------ DADOS ------

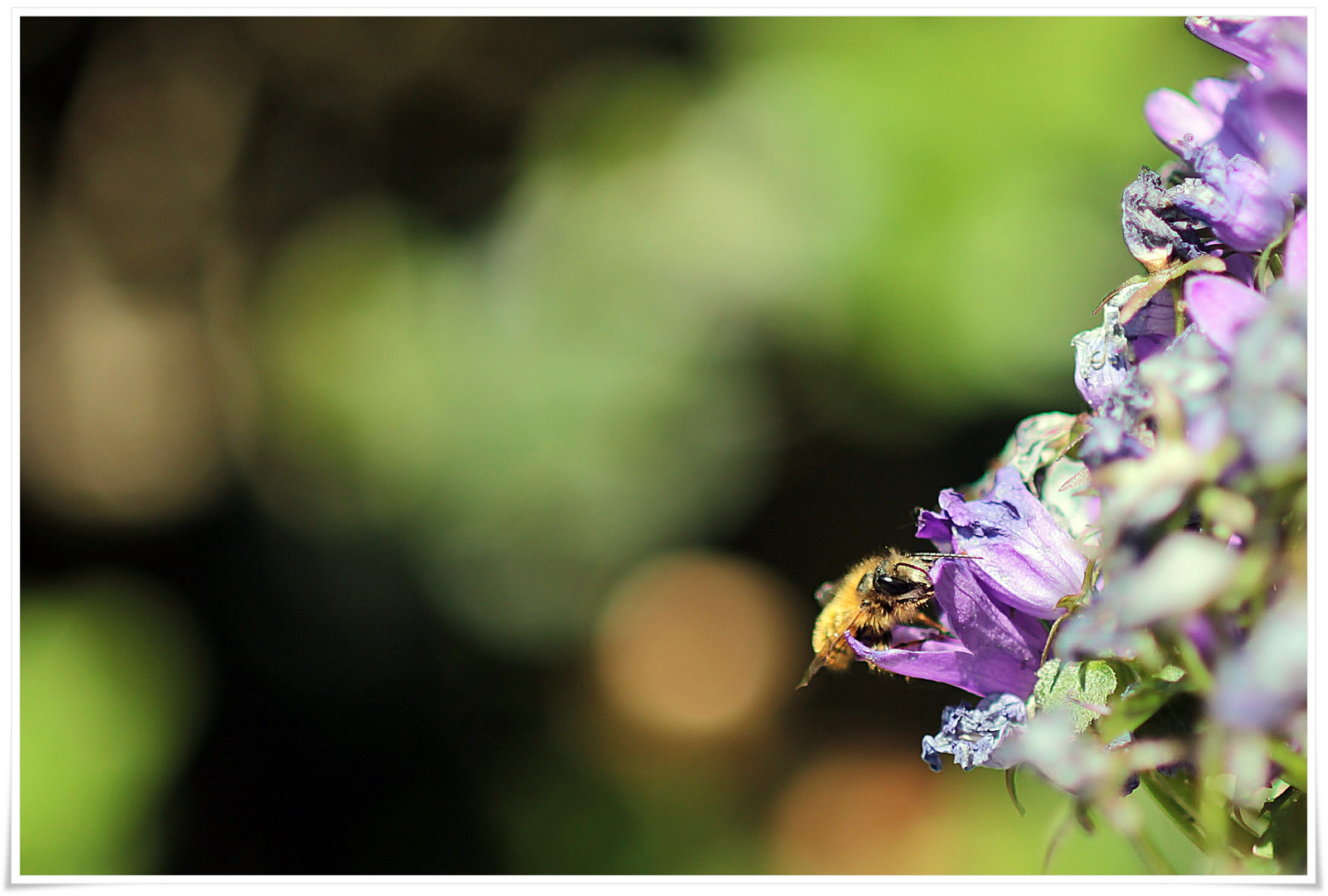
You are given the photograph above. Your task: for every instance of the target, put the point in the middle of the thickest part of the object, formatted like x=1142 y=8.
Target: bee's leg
x=930 y=623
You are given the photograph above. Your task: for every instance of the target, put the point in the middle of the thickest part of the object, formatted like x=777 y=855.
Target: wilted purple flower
x=1108 y=441
x=991 y=648
x=975 y=736
x=1193 y=371
x=1102 y=360
x=1262 y=687
x=1023 y=550
x=1221 y=305
x=1235 y=197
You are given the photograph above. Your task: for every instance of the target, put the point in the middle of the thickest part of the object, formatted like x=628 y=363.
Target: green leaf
x=1141 y=701
x=1009 y=789
x=1288 y=834
x=1078 y=687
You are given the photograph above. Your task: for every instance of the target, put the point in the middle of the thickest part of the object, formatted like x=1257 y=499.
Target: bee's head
x=898 y=579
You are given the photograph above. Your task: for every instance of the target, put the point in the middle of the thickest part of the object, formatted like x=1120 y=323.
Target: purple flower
x=1235 y=197
x=1102 y=360
x=1180 y=577
x=1197 y=373
x=974 y=736
x=1024 y=553
x=1262 y=687
x=1171 y=114
x=1295 y=261
x=1108 y=441
x=1268 y=380
x=1221 y=305
x=1263 y=114
x=991 y=648
x=1153 y=327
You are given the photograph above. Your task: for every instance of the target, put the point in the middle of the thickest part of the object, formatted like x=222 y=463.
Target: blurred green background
x=433 y=429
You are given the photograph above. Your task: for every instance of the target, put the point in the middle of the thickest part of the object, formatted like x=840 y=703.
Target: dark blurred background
x=435 y=429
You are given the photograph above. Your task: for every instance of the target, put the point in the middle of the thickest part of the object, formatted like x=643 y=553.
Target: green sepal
x=1076 y=687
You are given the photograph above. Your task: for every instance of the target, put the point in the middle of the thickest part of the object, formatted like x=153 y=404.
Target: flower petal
x=1021 y=548
x=1171 y=116
x=952 y=665
x=975 y=736
x=1221 y=307
x=1295 y=261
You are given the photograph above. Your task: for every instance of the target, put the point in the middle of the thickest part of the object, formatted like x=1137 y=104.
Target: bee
x=877 y=595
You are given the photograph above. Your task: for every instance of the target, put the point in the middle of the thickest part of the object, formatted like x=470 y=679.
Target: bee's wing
x=825 y=594
x=859 y=617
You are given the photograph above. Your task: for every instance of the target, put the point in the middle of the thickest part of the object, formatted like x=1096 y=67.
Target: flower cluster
x=1131 y=603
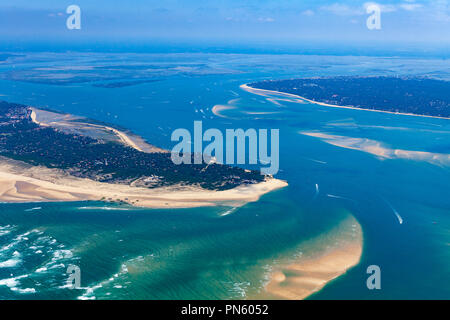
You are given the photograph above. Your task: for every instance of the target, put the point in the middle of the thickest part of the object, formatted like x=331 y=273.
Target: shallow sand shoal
x=265 y=92
x=332 y=255
x=23 y=183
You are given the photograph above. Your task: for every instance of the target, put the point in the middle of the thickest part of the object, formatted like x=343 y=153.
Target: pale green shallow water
x=197 y=253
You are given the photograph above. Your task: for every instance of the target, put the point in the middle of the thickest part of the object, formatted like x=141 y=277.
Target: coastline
x=262 y=92
x=325 y=258
x=22 y=183
x=71 y=123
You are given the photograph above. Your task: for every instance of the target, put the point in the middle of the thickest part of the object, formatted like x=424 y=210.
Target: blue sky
x=287 y=21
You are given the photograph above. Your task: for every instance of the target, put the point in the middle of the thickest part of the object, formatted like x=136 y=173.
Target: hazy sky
x=288 y=21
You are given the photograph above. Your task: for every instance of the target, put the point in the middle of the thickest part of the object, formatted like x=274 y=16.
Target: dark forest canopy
x=82 y=156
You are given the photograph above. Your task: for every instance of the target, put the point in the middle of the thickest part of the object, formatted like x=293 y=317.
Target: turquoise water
x=124 y=252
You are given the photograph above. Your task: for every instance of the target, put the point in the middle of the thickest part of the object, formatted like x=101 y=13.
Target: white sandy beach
x=23 y=183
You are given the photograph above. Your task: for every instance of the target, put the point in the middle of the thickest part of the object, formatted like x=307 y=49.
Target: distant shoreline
x=248 y=88
x=21 y=182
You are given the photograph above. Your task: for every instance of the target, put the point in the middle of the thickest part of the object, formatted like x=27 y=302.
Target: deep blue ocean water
x=125 y=252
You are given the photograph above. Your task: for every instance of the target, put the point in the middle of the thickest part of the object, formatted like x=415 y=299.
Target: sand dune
x=23 y=183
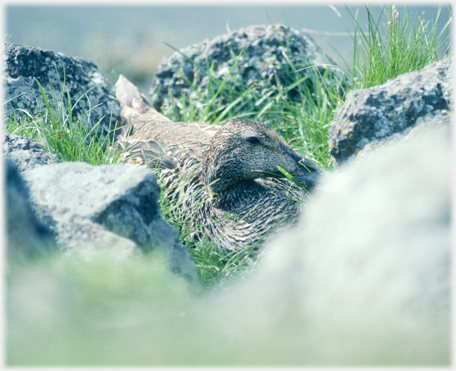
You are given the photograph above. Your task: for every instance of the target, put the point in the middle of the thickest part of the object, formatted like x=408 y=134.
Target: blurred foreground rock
x=366 y=278
x=371 y=115
x=60 y=76
x=110 y=208
x=26 y=153
x=262 y=64
x=26 y=236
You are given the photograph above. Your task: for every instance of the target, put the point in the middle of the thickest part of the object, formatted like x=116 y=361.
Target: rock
x=106 y=209
x=261 y=63
x=370 y=115
x=26 y=153
x=27 y=237
x=92 y=97
x=366 y=277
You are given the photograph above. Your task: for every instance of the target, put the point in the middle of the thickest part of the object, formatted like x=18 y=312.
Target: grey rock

------

* OBJETIVO
Por favor, copie fielmente tudo o que vai do início das linhas até a linha que contém "x=898 y=579", incluindo esta. Deixe as imagens fora da resposta.

* RESULTADO
You are given the photograph above. Your task: for every instance of the target, put the point in the middle of the thickest part of the object, formatted like x=1142 y=8.
Target: bee's leg
x=930 y=623
You are given the photograph above. Your task: for every instance of the target, put the point in the middle of the thickest part of the object, formatted like x=777 y=855.
Target: wilted purple flower
x=1108 y=441
x=991 y=648
x=975 y=736
x=1193 y=371
x=1102 y=360
x=1262 y=687
x=1023 y=550
x=1221 y=305
x=1235 y=197
You are given the photograph above. Your task: for every instance of the target, put the point in the middle of the thickest part of the object, formatted like x=628 y=363.
Target: green leaf
x=1141 y=701
x=1009 y=789
x=1288 y=834
x=1078 y=687
You are given the photograph above. Your task: for every instance of the target, put the point in the middle of the thickest part of the object, formatted like x=1257 y=499.
Target: bee's head
x=898 y=579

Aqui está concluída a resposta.